- _What is required_
Could you echo back every row below word for word, leaving each character unchanged?

● ● ● ● ● ● ●

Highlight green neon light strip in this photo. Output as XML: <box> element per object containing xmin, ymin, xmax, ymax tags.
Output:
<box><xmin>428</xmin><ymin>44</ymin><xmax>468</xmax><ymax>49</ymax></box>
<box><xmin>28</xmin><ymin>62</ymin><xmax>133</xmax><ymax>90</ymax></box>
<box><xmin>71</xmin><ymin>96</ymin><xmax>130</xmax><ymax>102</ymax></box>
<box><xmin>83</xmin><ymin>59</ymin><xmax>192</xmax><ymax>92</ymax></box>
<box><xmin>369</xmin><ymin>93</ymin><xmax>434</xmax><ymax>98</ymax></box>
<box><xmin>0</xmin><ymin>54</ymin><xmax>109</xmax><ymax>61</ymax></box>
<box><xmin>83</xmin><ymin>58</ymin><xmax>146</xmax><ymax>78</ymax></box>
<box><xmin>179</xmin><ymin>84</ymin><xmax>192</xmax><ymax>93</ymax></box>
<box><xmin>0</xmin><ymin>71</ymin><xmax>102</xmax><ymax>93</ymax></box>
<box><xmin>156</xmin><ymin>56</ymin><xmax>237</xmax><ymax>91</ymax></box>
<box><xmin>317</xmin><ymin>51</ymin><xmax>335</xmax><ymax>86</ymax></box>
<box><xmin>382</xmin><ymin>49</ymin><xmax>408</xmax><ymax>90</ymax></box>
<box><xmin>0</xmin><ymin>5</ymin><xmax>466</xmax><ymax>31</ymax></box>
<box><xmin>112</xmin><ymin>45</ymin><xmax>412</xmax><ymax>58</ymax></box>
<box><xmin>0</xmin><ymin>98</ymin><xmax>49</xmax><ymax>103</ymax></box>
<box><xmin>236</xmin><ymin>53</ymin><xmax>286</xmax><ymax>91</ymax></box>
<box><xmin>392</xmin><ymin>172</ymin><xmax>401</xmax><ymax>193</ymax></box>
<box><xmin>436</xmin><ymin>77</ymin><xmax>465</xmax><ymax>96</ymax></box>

● ● ● ● ● ● ●

- _Output for this exercise_
Highlight green neon light strip in this photo. Output as XML: <box> element per object containing xmin, ymin, xmax, ymax tags.
Output:
<box><xmin>428</xmin><ymin>44</ymin><xmax>468</xmax><ymax>49</ymax></box>
<box><xmin>28</xmin><ymin>62</ymin><xmax>133</xmax><ymax>90</ymax></box>
<box><xmin>71</xmin><ymin>96</ymin><xmax>130</xmax><ymax>102</ymax></box>
<box><xmin>83</xmin><ymin>59</ymin><xmax>192</xmax><ymax>92</ymax></box>
<box><xmin>369</xmin><ymin>93</ymin><xmax>434</xmax><ymax>98</ymax></box>
<box><xmin>0</xmin><ymin>54</ymin><xmax>109</xmax><ymax>61</ymax></box>
<box><xmin>83</xmin><ymin>58</ymin><xmax>146</xmax><ymax>78</ymax></box>
<box><xmin>179</xmin><ymin>84</ymin><xmax>192</xmax><ymax>93</ymax></box>
<box><xmin>0</xmin><ymin>71</ymin><xmax>102</xmax><ymax>93</ymax></box>
<box><xmin>156</xmin><ymin>56</ymin><xmax>237</xmax><ymax>91</ymax></box>
<box><xmin>317</xmin><ymin>51</ymin><xmax>335</xmax><ymax>86</ymax></box>
<box><xmin>382</xmin><ymin>49</ymin><xmax>408</xmax><ymax>90</ymax></box>
<box><xmin>0</xmin><ymin>5</ymin><xmax>466</xmax><ymax>31</ymax></box>
<box><xmin>112</xmin><ymin>45</ymin><xmax>412</xmax><ymax>58</ymax></box>
<box><xmin>0</xmin><ymin>98</ymin><xmax>49</xmax><ymax>103</ymax></box>
<box><xmin>236</xmin><ymin>53</ymin><xmax>286</xmax><ymax>91</ymax></box>
<box><xmin>392</xmin><ymin>172</ymin><xmax>401</xmax><ymax>193</ymax></box>
<box><xmin>436</xmin><ymin>77</ymin><xmax>465</xmax><ymax>96</ymax></box>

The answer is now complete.